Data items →
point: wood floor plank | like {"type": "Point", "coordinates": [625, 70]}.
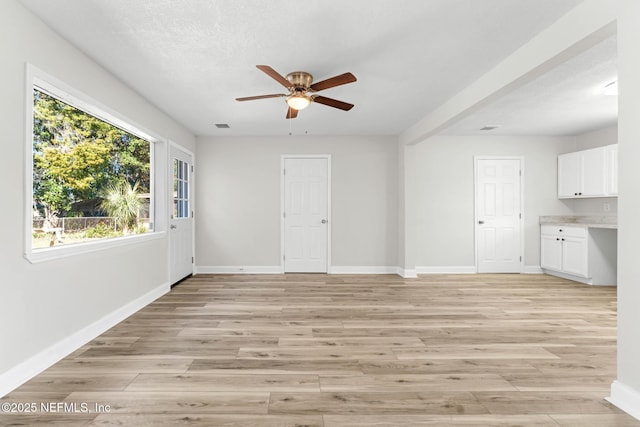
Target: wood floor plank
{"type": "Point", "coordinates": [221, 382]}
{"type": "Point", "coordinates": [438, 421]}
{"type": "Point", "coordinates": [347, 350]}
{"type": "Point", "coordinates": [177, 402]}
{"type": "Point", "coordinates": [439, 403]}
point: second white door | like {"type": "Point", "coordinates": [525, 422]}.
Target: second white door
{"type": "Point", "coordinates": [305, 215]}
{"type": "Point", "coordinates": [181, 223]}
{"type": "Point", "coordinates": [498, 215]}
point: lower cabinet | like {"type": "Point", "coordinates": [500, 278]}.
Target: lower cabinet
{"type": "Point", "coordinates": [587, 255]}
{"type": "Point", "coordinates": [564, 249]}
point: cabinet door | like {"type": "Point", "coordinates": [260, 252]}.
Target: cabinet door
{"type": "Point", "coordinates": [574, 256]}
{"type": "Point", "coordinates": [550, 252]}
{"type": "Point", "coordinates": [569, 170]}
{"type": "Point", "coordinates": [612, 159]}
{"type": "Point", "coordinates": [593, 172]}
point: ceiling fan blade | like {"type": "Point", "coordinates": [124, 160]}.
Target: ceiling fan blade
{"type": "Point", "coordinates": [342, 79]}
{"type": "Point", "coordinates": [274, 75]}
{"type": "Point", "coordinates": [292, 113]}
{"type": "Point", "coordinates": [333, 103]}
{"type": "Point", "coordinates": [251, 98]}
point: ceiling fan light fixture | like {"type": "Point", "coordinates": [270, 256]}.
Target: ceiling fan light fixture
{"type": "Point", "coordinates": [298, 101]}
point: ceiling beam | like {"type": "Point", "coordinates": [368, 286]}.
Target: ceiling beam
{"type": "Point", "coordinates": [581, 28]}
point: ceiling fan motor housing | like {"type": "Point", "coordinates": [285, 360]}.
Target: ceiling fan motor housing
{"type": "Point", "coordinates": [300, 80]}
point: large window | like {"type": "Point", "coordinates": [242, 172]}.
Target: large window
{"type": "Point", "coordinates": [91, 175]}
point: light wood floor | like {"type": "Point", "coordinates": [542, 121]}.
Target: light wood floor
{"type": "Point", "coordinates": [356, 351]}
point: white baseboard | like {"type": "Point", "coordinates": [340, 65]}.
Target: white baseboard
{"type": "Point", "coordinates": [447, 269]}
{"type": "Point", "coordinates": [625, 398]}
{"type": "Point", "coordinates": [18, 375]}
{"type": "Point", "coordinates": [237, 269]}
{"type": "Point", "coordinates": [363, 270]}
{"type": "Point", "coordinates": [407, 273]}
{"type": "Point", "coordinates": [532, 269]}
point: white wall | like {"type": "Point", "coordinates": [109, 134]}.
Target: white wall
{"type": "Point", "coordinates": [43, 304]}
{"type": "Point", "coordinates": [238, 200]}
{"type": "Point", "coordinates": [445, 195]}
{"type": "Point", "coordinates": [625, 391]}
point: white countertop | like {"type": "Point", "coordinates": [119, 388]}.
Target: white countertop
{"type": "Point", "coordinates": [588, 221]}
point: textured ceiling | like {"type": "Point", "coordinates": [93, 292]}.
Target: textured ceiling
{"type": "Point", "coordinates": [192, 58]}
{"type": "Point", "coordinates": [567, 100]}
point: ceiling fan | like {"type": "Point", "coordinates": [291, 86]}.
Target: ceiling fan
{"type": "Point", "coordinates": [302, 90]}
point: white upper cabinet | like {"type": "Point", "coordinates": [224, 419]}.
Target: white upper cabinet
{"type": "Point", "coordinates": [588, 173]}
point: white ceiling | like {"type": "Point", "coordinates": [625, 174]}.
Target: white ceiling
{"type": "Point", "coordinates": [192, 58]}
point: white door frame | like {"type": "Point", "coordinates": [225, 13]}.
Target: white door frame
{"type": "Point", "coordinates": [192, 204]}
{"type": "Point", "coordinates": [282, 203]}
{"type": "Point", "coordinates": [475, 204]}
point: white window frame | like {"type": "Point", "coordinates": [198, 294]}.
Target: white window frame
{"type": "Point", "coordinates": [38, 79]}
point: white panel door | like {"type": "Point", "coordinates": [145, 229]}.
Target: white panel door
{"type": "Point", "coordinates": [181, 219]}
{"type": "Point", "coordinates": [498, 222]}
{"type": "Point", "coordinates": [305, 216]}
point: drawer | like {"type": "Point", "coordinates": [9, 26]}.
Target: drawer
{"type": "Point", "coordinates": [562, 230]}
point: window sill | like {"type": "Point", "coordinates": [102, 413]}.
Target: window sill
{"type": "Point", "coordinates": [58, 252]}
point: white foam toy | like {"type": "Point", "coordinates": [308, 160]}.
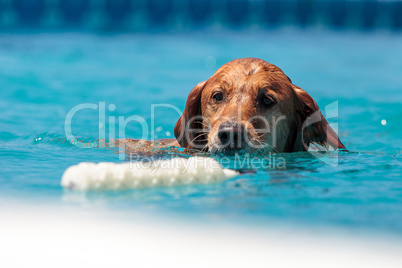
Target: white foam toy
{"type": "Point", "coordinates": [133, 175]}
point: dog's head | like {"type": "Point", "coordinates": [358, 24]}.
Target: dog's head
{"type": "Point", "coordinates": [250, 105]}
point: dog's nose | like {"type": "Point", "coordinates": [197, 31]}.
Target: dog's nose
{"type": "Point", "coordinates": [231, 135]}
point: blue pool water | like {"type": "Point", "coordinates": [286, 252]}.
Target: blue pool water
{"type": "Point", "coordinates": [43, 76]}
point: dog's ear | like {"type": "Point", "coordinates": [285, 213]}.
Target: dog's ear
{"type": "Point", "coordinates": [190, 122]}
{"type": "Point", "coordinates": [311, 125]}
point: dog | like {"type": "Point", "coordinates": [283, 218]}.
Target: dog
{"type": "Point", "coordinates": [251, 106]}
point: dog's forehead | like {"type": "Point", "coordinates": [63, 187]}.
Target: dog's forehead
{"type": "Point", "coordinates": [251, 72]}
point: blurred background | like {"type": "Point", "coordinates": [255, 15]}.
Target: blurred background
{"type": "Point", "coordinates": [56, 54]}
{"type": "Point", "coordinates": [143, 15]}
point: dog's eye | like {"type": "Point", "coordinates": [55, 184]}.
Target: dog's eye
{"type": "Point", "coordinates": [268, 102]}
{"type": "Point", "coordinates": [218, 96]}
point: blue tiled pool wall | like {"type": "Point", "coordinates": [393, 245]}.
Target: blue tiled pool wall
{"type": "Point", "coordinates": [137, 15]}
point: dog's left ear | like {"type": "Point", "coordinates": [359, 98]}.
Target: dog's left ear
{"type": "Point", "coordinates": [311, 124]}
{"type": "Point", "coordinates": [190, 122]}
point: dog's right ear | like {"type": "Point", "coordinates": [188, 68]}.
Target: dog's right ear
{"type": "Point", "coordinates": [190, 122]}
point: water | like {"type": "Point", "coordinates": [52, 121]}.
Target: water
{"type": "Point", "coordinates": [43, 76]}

--

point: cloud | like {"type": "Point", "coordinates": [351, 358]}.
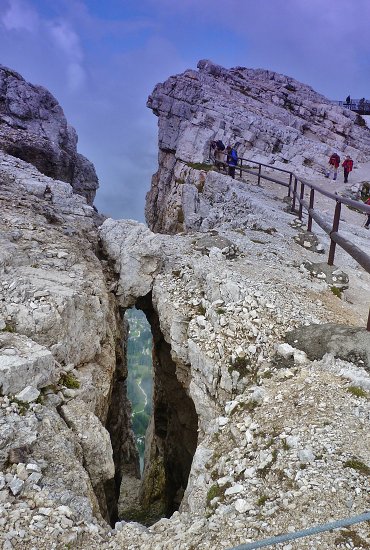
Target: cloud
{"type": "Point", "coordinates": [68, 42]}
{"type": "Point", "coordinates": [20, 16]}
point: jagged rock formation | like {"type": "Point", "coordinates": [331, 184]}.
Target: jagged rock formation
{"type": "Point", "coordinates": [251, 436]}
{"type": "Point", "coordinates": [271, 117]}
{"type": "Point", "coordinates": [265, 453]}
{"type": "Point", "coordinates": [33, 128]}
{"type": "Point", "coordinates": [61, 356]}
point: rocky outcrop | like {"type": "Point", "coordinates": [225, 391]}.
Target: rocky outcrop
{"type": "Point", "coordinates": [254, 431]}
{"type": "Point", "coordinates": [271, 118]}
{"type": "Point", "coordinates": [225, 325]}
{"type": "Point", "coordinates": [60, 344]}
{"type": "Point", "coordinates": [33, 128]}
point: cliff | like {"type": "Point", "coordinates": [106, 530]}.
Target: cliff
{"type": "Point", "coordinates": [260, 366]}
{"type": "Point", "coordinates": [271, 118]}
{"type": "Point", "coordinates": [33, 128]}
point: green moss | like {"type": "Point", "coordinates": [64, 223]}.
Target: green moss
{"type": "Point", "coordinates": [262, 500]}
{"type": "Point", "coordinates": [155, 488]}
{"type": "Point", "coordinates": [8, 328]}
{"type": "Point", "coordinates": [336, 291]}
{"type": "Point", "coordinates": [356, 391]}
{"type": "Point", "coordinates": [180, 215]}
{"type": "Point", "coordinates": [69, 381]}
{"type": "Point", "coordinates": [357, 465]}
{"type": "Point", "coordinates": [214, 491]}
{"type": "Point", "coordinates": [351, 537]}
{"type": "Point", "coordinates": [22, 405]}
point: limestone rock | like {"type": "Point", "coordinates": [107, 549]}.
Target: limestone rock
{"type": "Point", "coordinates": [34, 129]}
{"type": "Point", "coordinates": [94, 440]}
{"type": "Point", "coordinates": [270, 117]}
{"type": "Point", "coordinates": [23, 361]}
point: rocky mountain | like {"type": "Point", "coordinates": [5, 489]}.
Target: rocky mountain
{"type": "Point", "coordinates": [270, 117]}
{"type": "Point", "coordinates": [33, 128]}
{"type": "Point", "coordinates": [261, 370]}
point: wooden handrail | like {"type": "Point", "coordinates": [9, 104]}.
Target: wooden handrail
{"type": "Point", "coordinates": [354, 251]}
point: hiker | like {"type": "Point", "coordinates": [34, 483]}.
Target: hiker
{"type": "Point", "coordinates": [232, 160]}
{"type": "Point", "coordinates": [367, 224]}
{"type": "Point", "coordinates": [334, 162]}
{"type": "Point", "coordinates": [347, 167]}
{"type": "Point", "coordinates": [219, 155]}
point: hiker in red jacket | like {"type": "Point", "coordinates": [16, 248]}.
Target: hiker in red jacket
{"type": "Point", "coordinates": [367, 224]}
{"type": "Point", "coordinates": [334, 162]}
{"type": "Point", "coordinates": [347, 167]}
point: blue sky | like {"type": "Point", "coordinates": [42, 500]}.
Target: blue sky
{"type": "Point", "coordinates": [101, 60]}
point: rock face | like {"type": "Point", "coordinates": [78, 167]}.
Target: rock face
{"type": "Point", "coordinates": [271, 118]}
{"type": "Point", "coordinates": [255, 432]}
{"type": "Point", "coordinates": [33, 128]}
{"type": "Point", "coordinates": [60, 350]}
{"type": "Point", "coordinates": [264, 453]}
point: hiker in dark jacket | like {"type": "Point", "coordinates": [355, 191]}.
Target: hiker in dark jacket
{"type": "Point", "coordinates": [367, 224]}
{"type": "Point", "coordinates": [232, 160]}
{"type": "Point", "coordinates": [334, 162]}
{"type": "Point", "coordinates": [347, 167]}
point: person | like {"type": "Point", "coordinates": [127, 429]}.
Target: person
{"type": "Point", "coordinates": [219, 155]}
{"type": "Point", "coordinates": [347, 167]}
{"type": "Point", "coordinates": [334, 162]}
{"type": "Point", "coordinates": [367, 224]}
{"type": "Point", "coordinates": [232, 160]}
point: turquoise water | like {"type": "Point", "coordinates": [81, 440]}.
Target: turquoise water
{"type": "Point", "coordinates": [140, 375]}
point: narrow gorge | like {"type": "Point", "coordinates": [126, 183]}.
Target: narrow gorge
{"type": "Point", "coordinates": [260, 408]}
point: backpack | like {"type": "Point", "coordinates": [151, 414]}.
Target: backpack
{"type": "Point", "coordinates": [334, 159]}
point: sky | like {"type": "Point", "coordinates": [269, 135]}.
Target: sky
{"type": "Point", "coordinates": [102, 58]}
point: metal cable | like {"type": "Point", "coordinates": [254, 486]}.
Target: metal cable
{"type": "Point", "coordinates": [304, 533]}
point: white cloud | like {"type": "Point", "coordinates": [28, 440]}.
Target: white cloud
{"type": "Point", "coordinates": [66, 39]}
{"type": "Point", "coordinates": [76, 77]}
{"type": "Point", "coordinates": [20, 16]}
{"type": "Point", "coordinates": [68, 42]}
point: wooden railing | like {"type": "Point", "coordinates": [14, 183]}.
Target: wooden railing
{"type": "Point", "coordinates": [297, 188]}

WORK REQUIRED →
Both boundary lines included, write out word for word only the lines above from the one containing "point: wood floor" to the one containing "point: ceiling fan blade", leaving out any pictures.

ANSWER TO THE PROBLEM →
point: wood floor plank | like {"type": "Point", "coordinates": [625, 70]}.
Target: wood floor plank
{"type": "Point", "coordinates": [221, 382]}
{"type": "Point", "coordinates": [438, 421]}
{"type": "Point", "coordinates": [347, 350]}
{"type": "Point", "coordinates": [177, 402]}
{"type": "Point", "coordinates": [439, 403]}
point: second white door | like {"type": "Point", "coordinates": [525, 422]}.
Target: second white door
{"type": "Point", "coordinates": [305, 215]}
{"type": "Point", "coordinates": [181, 223]}
{"type": "Point", "coordinates": [498, 215]}
point: lower cabinet | like {"type": "Point", "coordinates": [500, 278]}.
Target: lower cabinet
{"type": "Point", "coordinates": [587, 255]}
{"type": "Point", "coordinates": [564, 249]}
point: cabinet door | like {"type": "Point", "coordinates": [260, 252]}.
Target: cabinet door
{"type": "Point", "coordinates": [574, 256]}
{"type": "Point", "coordinates": [550, 252]}
{"type": "Point", "coordinates": [569, 170]}
{"type": "Point", "coordinates": [612, 159]}
{"type": "Point", "coordinates": [593, 172]}
point: ceiling fan blade | like {"type": "Point", "coordinates": [124, 160]}.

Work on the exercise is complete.